Count the lines of the records below that contain the string "leaf", treating case as significant, and reply with the number alone.

▶ Source material
····················

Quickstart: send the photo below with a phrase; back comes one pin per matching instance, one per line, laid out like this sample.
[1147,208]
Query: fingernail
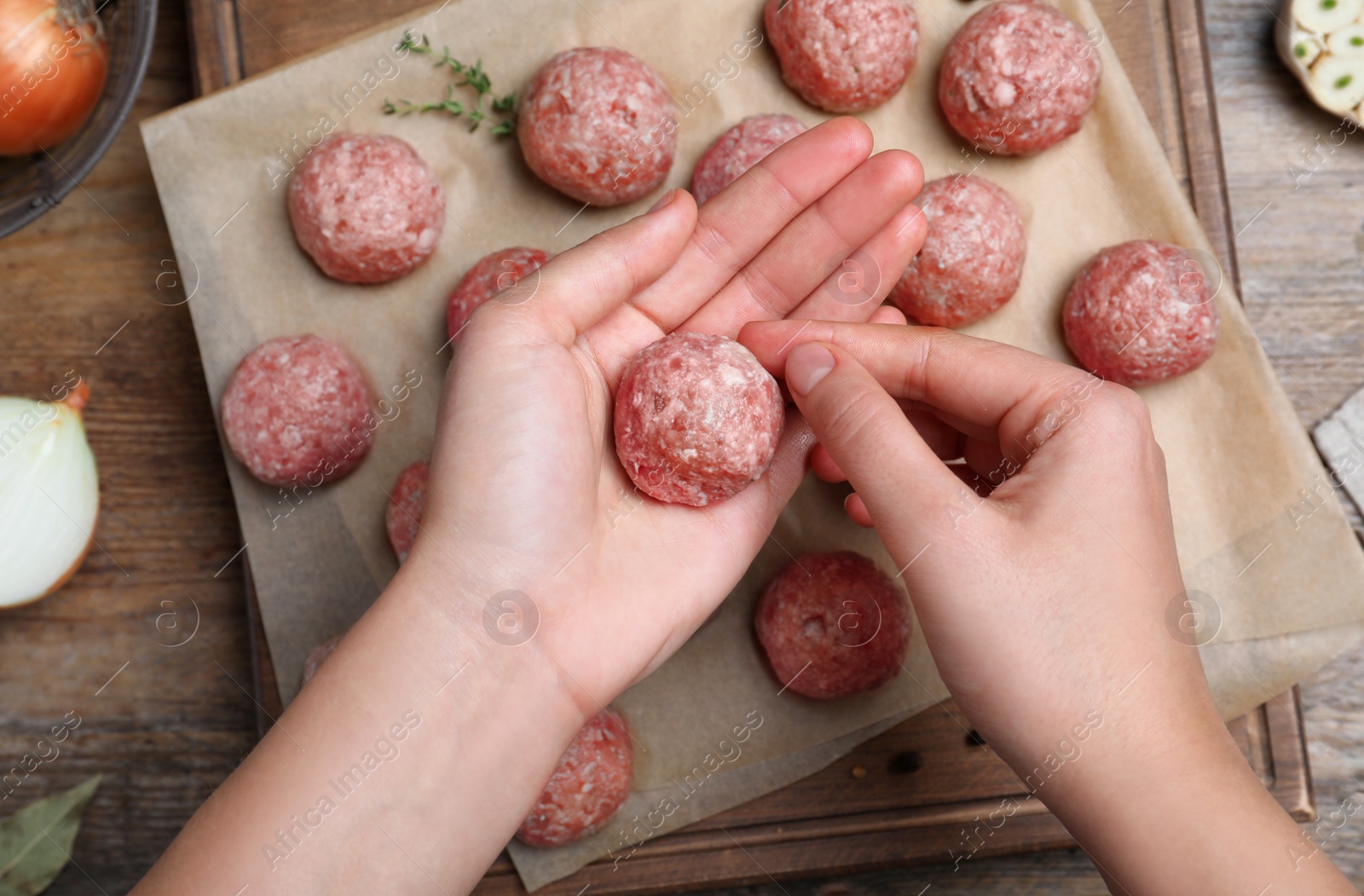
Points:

····················

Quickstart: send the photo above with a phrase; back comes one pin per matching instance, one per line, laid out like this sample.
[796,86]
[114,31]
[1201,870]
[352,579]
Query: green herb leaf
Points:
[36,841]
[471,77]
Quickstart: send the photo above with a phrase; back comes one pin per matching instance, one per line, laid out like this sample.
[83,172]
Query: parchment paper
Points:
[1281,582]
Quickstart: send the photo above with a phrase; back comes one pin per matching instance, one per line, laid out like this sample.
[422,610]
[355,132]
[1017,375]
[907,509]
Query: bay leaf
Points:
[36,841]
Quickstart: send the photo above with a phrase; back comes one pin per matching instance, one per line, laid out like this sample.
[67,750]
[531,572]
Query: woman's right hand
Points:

····················

▶ Correct result
2